Penyelamatan Temporer Vs. Penyelamatan Abadi, Pilih yang Mana?
Zaman yang Lebih Jahiliah daripada Jahiliah bagi Para
Pendosa yang Jahil
Penghuni Surga Tidaklah Kekal, Bukan Tujuan Tertinggi
Pencapaian Kultivasi Tingkat Kesucian dalam Buddhistik
Question: Dalam agama-agama samawi, mereka mempromosikan konsep-konsep tentang keselamatan, seperti menjual istilah “juru selamat” namun disaat bersamaan si “juru selamat” secara penuh dengki melemparkan umat lain agama ke dalam api neraka, meski anehnya mengobral murah alam surgawi, dimana para pendosa penuh-sesak menyesaki surga lewat iming-iming ideologi korup bernama “penghapusan / pengampunan dosa” maupun “penebusan dosa”, dimana para pendosa berlomba-lomba dan berbondong-bondong mengoleksi dosa, menikmati dosa, memproduksi dosa, berkubang dalam dosa, menimbun diri dengan dosa, sehingga dari semula tiada pendosa yang yakin akan masuk surga setelah ajal menjemputnya, kini para kalangan pendosa merasa “merugi” bila tidak berbuat dosa plus tidak menikmati “abolition of sins” ini, sehingga bukanlah itu lebih jahiliah daripada zaman jahiliah?
Brief Answer: Hati-hati dan waspadalah terhadap apa yang sifatnya
iming-iming—banyak modus penipuan berkedok iming-iming—terlebih bila akal sehat
sudah memberikan kita peringatan akan suatu bahaya dibalik apa yang notabene jelas-jelas
“too good to be true”. Semua orang
sanggup menjadi “pendosa penjilat penuh dosa”, namun tidak semua orang sanggup
menjadi ksatria yang bertanggung-jawab atas setiap perbuatannya, terlebih menjadi
orang baik dan suciwan yang penuh kendali diri, terampil dalam disiplin diri latihan
yang ketat dalam “self-control”,
bergaya hidup higienis dari dosa maupun maksiat.
Hanya seorang pendosa yang butuh penghapusan dosa.
Pendosa hendak berceramah perihal hidup suci, lurus, bersih, jujur, baik, dan
mulia? Itu ibarat orang buta hendak menuntun orang-orang buta lainnya. Terhadap
dosa dan maksiat, demikian kompromistik lewat ideologi “penghapsuan dosa”
dimana setiap harinya melakukan ritual sembah-sujud mengharap “penghapusan dosa”,
setiap hari raya keagamaan mereka melakukan ritual akbar menyembah dan bersujud
dengan harapan dosa-dosa mereka dihapuskan selama setahun penuh, bahkan ketika
meninggal dunia sanak keluarga para pendosa tersebut mengharap dan memohon “pengampunan
dosa”—tanpa pernah sekalipun memikirkan nasib para kalangan korban-korban dari
para pendosa tersebut.

Data Tersimpan.

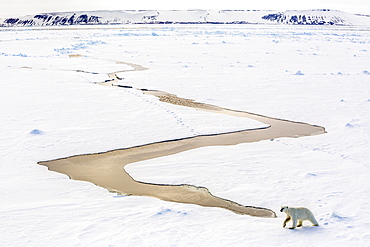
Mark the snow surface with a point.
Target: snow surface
(50, 109)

Soal Latihan.
1. Tuliskan kembali bagian teks tentang penghapusan dosa mulai dari "Hanya seorang pendosa" sampai dengan "para pendosa tersebut." tanpa mengubah satu kata pun.
2. Jawablah pertanyaan berikut berdasarkan teks tentang penghapusan dosa.
(a) Menurut teks, siapa satu-satunya yang butuh penghapusan dosa?
(b) Pendosa yang hendak berceramah perihal hidup suci diibaratkan dengan apa?
(c) Pada hari raya keagamaan, dosa-dosa diharapkan dihapuskan untuk jangka waktu berapa lama?
3. Teruskan teks tentang penghapusan dosa dengan menulis lanjutan setelah kalimat terakhirnya.

Jawaban Tiap Soal.
1.
Hanya seorang pendosa yang butuh penghapusan dosa.
Pendosa hendak berceramah perihal hidup suci, lurus, bersih, jujur, baik, dan
mulia? Itu ibarat orang buta hendak menuntun orang-orang buta lainnya. Terhadap
dosa dan maksiat, demikian kompromistik lewat ideologi “penghapsuan dosa”
dimana setiap harinya melakukan ritual sembah-sujud mengharap “penghapusan dosa”,
setiap hari raya keagamaan mereka melakukan ritual akbar menyembah dan bersujud
dengan harapan dosa-dosa mereka dihapuskan selama setahun penuh, bahkan ketika
meninggal dunia sanak keluarga para pendosa tersebut mengharap dan memohon “pengampunan
dosa”—tanpa pernah sekalipun memikirkan nasib para kalangan korban-korban dari
para pendosa tersebut.

2.
(a) Hanya seorang pendosa.
(b) Orang buta yang hendak menuntun orang-orang buta lainnya.
(c) Selama setahun penuh.

3.
Setiap hari, setiap tahun, selalu mengulangi
ritual yang sama, ritual sembah-sujud permohonan “pengampunan dosa” yang
menjadi menu keseharian maupun menu tahunan mereka, para pendosa tersebut dimana
para pendosa yang menjadi umat pemeluknya (orang-orang buta yang buta mata
batin dan hatinya). Bahkan, Tuhan yang mereka sembah digambarkan lebih PRO
terhadap pendosa ketimbang bersikap adil dan memberikan keadilan kepada para
korban. Jika yang disebut dengan “Maha Adil”, praktiknya seperti itu, lantas
yang disebut dengan “tidak adil” seperti apakah?
Namun, terhadap kaum yang berbeda keyakinan,
mereka persekusi lewat menumpahkan darah (membunuh dan pembunuhan), mereka
kutuk masuk alam neraka, alias demikian intoleran. Sebaliknya dan
bertolak-belakang dari kesemua konsep-konsep agama samawi, konsep keselamatan dalam
Buddhistik hanya bagi seseorang yang tergolong “elit” alias berjiwa ksatria,
lebih berfokus pada kualitas ketimbang kuantitas mengingat Agama Buddha
bukanlah MLM (multi lever marketing).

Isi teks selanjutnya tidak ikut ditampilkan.